▸ Work required
Give the records below as a JSON list of strings, one string per line, starting with the line containing "the eyelash, one" and ending with the line containing "point(314, 252)", both included. Skip blank lines and leave the pictures out.

▸ Data excerpts
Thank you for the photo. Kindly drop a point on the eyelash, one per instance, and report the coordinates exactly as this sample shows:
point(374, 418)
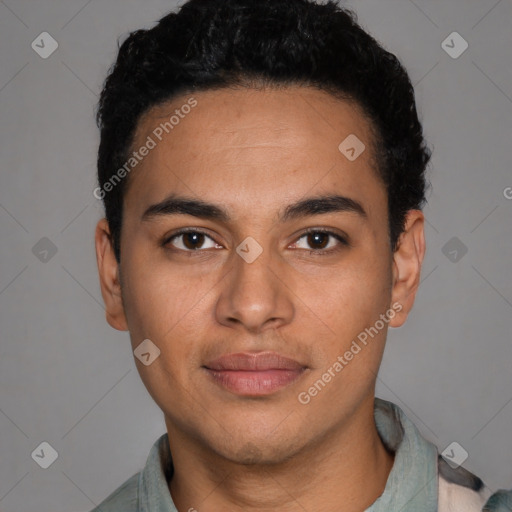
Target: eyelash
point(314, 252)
* * *
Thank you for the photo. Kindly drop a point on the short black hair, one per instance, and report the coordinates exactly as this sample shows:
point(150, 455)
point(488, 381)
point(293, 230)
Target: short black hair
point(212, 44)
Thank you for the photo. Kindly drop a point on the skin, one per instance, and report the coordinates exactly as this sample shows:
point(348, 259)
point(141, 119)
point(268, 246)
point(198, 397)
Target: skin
* * *
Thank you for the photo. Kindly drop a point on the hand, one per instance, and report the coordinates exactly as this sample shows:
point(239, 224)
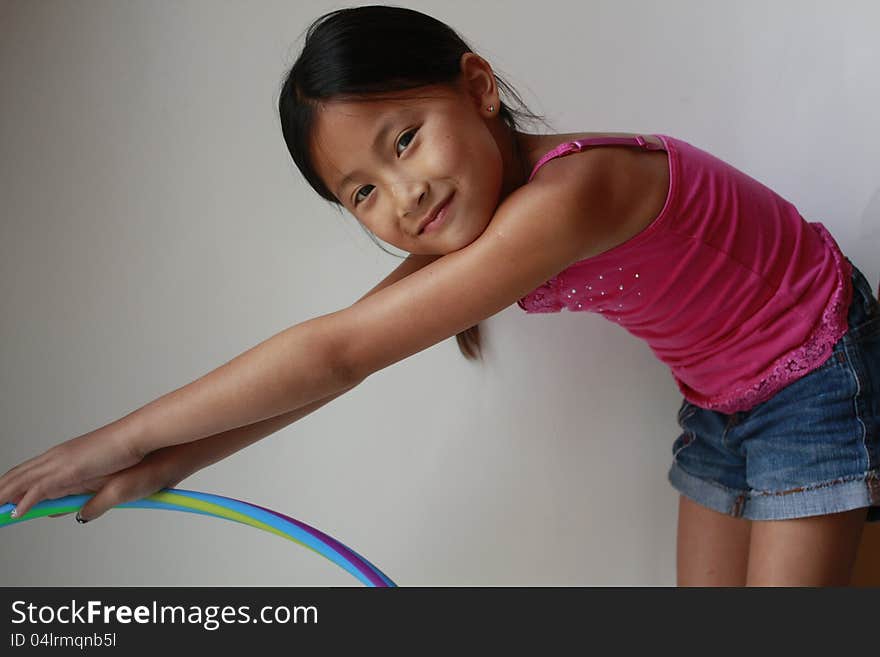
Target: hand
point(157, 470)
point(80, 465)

▸ Written response
[
  "Thank you for the photo. Kindly drop a point on the eyelash, one per instance, and report the coordinates exactly as this sample shows:",
  "point(374, 418)",
  "Target: eyelash",
  "point(314, 252)"
]